_WORK REQUIRED:_ Copy out verbatim the entries between the line containing "Target: truck mudflap" and the line containing "(1120, 532)", inclusive.

::::

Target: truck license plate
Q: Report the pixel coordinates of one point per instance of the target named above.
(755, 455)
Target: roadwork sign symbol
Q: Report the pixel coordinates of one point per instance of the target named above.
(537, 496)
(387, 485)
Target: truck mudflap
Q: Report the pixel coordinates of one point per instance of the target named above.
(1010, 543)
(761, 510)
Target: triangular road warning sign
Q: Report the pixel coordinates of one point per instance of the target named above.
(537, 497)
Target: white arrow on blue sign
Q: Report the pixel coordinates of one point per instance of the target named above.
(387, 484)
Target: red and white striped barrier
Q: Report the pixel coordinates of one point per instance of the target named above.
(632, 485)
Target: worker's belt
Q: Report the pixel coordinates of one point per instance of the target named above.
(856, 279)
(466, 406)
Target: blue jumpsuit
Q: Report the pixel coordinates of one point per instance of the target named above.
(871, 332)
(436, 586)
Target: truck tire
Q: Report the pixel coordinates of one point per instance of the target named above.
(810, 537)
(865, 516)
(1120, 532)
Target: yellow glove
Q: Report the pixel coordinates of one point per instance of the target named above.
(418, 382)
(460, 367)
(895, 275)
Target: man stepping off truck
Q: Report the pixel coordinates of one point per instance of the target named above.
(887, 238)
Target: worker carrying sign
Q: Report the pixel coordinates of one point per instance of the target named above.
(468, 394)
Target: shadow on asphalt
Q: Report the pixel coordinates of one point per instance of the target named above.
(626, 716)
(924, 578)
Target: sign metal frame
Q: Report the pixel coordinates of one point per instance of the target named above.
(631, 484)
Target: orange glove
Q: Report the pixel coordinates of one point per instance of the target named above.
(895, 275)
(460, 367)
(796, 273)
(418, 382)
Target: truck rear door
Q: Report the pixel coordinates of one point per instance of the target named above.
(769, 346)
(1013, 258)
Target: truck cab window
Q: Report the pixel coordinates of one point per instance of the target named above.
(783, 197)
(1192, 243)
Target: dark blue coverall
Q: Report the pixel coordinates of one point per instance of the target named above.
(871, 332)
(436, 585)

::::

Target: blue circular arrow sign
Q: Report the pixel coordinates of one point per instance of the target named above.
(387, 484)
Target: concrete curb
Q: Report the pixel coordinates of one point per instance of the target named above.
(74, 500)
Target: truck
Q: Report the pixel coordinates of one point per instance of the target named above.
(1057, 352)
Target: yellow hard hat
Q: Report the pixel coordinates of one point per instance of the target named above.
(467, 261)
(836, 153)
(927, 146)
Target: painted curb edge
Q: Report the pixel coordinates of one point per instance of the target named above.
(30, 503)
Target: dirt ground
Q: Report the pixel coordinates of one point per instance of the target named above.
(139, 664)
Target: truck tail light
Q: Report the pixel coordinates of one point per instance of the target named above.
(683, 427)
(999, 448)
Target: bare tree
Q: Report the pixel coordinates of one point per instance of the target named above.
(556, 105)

::::

_WRITTEN SOLUTION:_
Target: truck mudflap
Q: Report the pixel coordinates of one point per instance of the target named above.
(1010, 543)
(761, 510)
Target: triangular road warning sign
Q: Report the pixel coordinates of one point per instance of the target named above.
(537, 497)
Target: white arrow on blue sign
Q: Report the pixel coordinates of one point per instance of the target named above.
(387, 484)
Target: red and white striped barrier
Q: Report the pixel coordinates of one point per instance of the target named above.
(632, 485)
Target: worker's belt
Q: Report the pixel coordinates of one point per instance of the target named above.
(856, 279)
(466, 406)
Target: blue jumpsuit
Q: Report the pixel coordinates of one point per instance of the target named above.
(871, 332)
(436, 586)
Target: truck tire
Q: Report the pixel coordinates of one point per instance of the target named above.
(810, 537)
(865, 516)
(1120, 532)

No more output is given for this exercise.